R029. Cookies with security attributes


The session cookies of web applications must have security attributes (HttpOnly, Secure, SameSite) and prefixes (e.g., __Host-).


When you have web applications that handle sessions, you can use different attributes to improve the security related to the cookies that handle these sessions. The attributes HttpOnly and Secure prevent the theft of the session cookie by denying the browser visibility and access to it (even when Cross Site Scripting [XSS] attacks are used) and allow the cookie to be sent only when the request is encrypted (using HTTPS). In this manner, session theft is greatly mitigated.


  1. Implement the HttpOnly attribute: If the HttpOnly attribute is present in the HTTP response header, the cookie cannot be accessed using client side scripts. As a result, and even if there is a cross-site scripting (XSS) vulnerability and a user accidentally accesses the link that exploits this vulnerability, the browser will not reveal the cookie to a third party. * If a browser does not support HttpOnly and the website tries to set the HttpOnly attribute, said attribute will be ignored by the browser, thus creating a traditional cookie accessible by scripts. Consequently, the cookie (usually a session cookie) becomes vulnerable to theft or modification by a malicious script.

  2. Implement the Secure attribute: The secure attribute is an option that can be applied from the application server when a new cookie is sent to the user in a HTTP response. The purpose of the secure attribute is to prevent cookies from being viewed by unauthorized third parties due to the plain text transmission of the cookie.


  1. Exceptions for the HttpOnly attribute: Web applications that use JavaScript for the majority of their operations may use an anti-Cross-Site-Request-Forgery(CSRF) technique that relies on same-origin policy. This technique consists of setting a cookie containing a random token. Client side JavaScript reads its value and copies it into a custom HTTP CSRF header sent with each request. The security of this technique is based on the assumption that only JavaScript running within the same origin will be able to access the cookie. JavaScript running from a rogue file or email will not be able to read and copy it into the custom header. Even though the CSRF cookie will be automatically sent with the rogue request, the server will be still expecting a valid CSRF header. In this implementation, the CSRF cookie must not have HttpOnly attribute, as it is intended to be read by the JavaScript by design. However, the protection provided by this technique can be thwarted if the target website disables its same-origin policy using one of the following techniques:

    • Access-Control-Allow-Origin header set to *.

    • clientaccesspolicy.xml file granting unintended access to Silverlight controls.

    • crossdomain.xml file granting unintended access to Flash.


  1. An attacker generates a script that is executed by a valid authenticated user without their knowledge, without the HTTPOnly and Secure attributes the script sends information to the attacker containing the session cookie used for session theft.

  2. An attacker captures HTTP traffic using a Man in The Middle (MiTM) attack intercepting request and responses in plain text and extracting the session cookie used for session theft.

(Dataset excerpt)

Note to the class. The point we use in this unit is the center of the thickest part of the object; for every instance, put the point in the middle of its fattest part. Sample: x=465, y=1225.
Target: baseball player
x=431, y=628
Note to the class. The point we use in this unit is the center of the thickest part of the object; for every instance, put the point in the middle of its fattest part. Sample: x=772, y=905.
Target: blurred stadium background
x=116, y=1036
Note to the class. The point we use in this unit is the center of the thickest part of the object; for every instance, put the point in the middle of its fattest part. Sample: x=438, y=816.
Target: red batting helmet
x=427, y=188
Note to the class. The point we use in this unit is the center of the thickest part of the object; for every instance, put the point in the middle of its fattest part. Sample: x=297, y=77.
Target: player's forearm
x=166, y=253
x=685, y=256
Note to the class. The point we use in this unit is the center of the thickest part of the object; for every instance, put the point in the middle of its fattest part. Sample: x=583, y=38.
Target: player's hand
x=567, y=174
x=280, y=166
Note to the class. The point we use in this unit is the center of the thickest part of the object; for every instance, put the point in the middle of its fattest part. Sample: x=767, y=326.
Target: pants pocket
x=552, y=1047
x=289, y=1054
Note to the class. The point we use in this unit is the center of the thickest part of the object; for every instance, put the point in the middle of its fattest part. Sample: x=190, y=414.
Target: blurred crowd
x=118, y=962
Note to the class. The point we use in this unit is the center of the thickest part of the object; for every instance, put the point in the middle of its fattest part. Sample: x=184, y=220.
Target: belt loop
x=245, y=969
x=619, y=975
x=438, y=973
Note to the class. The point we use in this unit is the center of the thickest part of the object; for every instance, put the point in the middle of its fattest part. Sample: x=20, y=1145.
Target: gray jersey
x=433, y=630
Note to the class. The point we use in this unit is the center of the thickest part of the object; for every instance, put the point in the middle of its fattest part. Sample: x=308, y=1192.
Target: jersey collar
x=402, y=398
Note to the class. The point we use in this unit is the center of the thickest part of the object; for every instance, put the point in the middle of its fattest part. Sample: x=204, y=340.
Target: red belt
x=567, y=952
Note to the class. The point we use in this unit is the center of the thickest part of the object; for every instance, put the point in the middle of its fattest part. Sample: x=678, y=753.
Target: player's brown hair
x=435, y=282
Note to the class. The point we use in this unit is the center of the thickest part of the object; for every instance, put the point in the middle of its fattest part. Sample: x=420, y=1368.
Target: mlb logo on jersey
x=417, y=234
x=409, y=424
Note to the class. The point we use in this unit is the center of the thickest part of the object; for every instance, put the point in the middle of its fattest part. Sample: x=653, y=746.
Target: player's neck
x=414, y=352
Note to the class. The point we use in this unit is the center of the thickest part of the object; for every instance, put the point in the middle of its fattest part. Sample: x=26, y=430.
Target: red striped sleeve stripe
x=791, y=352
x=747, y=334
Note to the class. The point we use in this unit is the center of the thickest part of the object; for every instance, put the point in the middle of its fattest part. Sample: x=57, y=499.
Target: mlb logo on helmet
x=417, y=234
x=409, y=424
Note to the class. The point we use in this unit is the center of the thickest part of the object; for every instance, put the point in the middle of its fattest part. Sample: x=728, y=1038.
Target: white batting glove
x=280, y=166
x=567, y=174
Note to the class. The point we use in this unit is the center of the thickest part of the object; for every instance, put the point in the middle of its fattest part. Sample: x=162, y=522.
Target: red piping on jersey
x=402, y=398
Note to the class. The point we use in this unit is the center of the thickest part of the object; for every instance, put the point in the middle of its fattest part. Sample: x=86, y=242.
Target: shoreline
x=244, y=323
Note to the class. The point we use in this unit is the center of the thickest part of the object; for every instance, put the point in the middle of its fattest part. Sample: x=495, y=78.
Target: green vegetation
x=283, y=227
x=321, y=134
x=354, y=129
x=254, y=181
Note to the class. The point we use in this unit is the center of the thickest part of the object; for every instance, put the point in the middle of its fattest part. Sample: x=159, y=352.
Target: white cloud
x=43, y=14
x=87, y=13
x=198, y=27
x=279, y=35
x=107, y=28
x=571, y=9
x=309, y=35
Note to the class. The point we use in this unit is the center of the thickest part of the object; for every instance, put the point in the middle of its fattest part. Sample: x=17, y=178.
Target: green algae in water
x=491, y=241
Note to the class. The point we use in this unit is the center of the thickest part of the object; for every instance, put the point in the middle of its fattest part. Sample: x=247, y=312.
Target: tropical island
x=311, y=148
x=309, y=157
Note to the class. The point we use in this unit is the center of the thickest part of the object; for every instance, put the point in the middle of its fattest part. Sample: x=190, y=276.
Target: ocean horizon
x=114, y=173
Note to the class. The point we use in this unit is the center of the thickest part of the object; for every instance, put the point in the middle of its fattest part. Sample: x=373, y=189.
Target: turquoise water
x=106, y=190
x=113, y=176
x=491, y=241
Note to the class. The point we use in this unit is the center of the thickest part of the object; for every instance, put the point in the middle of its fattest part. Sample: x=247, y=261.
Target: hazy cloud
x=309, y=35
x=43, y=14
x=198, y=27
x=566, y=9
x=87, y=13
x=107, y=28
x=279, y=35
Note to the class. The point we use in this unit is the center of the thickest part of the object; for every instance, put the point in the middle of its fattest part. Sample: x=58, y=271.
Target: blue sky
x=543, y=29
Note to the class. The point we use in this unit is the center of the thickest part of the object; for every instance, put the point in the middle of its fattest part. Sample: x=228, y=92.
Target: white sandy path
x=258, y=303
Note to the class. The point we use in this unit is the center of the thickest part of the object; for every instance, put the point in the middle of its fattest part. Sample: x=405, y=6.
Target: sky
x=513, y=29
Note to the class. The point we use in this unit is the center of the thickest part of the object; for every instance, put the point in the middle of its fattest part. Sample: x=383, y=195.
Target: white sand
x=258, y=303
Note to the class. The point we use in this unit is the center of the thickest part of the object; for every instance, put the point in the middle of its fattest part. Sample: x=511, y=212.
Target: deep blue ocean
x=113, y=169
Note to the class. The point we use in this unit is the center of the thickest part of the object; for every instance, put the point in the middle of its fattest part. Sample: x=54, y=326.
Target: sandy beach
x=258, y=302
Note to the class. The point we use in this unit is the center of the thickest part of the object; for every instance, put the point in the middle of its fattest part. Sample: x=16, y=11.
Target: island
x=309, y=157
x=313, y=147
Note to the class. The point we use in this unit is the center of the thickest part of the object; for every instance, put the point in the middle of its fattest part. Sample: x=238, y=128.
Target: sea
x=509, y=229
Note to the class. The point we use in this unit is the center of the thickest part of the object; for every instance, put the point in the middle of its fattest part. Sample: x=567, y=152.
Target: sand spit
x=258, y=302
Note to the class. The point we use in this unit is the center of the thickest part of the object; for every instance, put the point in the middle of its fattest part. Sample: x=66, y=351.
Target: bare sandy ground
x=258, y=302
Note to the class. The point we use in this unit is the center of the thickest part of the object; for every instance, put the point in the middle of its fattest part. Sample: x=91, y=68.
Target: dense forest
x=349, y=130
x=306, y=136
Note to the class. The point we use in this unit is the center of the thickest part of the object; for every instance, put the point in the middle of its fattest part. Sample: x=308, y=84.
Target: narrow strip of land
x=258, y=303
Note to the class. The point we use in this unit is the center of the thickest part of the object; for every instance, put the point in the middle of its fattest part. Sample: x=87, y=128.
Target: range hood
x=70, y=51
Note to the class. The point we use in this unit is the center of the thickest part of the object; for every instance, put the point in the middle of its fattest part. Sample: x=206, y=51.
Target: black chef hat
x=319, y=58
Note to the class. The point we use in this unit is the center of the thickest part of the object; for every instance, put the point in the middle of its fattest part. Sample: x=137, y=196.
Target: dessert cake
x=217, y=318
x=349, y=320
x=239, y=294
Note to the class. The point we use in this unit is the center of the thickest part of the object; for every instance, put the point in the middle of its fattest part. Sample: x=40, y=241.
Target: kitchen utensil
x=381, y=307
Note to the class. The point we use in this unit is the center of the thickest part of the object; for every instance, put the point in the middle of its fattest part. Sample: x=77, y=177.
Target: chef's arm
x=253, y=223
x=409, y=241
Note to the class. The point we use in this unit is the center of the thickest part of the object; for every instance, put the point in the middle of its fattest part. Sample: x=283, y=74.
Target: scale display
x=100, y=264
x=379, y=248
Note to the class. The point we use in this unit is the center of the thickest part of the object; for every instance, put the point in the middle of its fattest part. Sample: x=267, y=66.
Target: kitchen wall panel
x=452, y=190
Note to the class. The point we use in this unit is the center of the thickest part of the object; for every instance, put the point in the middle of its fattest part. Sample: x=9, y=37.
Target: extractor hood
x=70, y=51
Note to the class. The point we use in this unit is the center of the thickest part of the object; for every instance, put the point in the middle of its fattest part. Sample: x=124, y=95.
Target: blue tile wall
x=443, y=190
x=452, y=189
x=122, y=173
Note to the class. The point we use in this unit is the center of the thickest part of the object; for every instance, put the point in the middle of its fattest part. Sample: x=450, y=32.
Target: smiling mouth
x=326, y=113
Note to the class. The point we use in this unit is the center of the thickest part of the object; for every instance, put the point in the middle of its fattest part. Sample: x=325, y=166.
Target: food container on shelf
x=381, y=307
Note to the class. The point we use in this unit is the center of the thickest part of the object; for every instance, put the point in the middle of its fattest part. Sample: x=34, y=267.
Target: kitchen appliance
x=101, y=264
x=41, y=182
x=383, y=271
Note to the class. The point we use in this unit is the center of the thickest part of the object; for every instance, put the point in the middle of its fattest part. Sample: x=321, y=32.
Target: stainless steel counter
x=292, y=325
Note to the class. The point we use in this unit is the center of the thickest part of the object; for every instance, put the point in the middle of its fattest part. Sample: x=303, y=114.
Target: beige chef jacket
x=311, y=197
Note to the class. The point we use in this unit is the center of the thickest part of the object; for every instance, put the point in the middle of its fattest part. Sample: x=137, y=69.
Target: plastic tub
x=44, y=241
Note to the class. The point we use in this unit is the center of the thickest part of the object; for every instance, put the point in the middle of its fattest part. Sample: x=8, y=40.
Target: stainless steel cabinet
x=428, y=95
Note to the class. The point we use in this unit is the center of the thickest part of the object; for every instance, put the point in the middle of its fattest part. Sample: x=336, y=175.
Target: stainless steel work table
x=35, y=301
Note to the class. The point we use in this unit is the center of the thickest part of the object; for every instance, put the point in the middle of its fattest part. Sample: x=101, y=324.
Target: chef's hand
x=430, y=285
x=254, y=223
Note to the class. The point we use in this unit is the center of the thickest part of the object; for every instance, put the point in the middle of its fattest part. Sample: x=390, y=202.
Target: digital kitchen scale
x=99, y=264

• _Given task 1_: What does the Secure attribute prevent, according to the cookie security page?
• _Given task 2_: Rewrite the rows starting at the first row and ending at the line containing "x=431, y=628", both included, swapping "baseball player" for "batter" and leaving everything else unchanged; return only those lines.

• _Final answer 1_: It prevents cookies from being viewed by unauthorized third parties due to the plain text transmission of the cookie.

• _Final answer 2_:
Note to the class. The point we use in this unit is the center of the thickest part of the object; for every instance, put the point in the middle of its fattest part. Sample: x=465, y=1225.
Target: batter
x=431, y=628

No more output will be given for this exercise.